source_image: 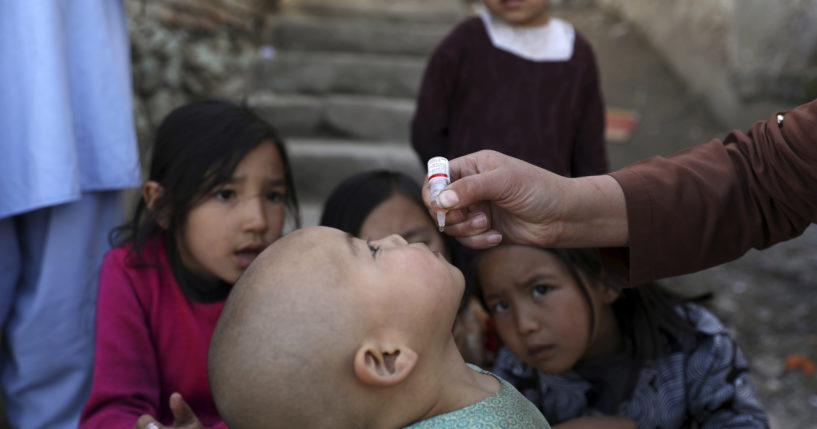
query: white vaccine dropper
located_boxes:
[428,156,451,231]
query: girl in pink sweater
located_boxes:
[80,100,300,429]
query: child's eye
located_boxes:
[488,301,508,314]
[213,189,235,201]
[532,285,553,298]
[267,191,284,203]
[366,241,380,258]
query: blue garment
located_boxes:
[493,304,769,429]
[0,0,139,219]
[0,0,139,429]
[406,364,550,429]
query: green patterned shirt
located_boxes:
[406,364,550,429]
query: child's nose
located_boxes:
[515,308,539,335]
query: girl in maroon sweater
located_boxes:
[80,100,300,429]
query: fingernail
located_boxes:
[437,190,460,209]
[471,214,488,228]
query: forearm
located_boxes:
[554,175,629,247]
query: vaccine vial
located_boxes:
[428,156,451,231]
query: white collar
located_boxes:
[480,9,576,62]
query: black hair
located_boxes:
[473,247,711,362]
[108,99,301,264]
[320,170,430,237]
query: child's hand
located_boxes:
[133,392,204,429]
[553,416,636,429]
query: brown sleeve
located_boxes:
[611,100,817,285]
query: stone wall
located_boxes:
[598,0,817,127]
[125,0,276,154]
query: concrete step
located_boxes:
[248,92,414,142]
[266,15,455,56]
[253,51,426,98]
[281,0,471,22]
[286,138,425,204]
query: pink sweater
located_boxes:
[80,237,226,429]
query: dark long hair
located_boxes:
[108,99,300,263]
[473,248,711,362]
[320,170,428,236]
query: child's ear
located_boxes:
[601,285,621,304]
[142,180,168,229]
[354,341,418,387]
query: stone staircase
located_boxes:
[249,0,469,225]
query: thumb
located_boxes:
[437,170,507,210]
[170,392,198,427]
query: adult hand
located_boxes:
[423,150,627,249]
[133,392,204,429]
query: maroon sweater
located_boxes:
[411,17,608,176]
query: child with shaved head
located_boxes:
[208,227,549,429]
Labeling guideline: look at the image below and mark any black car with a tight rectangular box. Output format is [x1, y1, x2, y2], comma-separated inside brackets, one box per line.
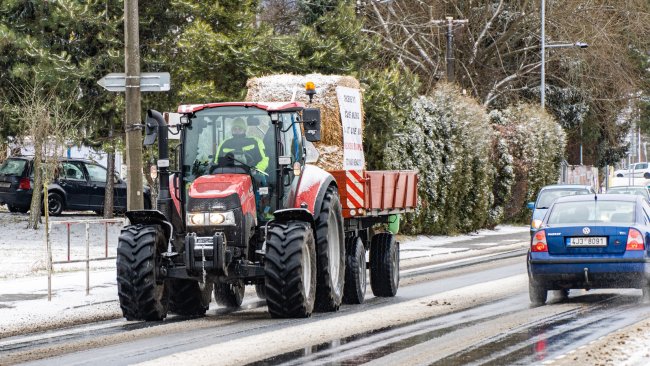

Short problem: Reproduce, unchanged, the part of the data above that begins with the line containing "query: blue garment" and ends with the line containing "[515,308,539,335]", including both of those lines.

Task response:
query: blue garment
located_boxes:
[493,304,769,429]
[0,0,139,219]
[0,0,139,429]
[406,364,550,429]
query: green patterned shirt
located_boxes:
[406,364,550,429]
query: child's nose
located_boxes:
[515,308,539,335]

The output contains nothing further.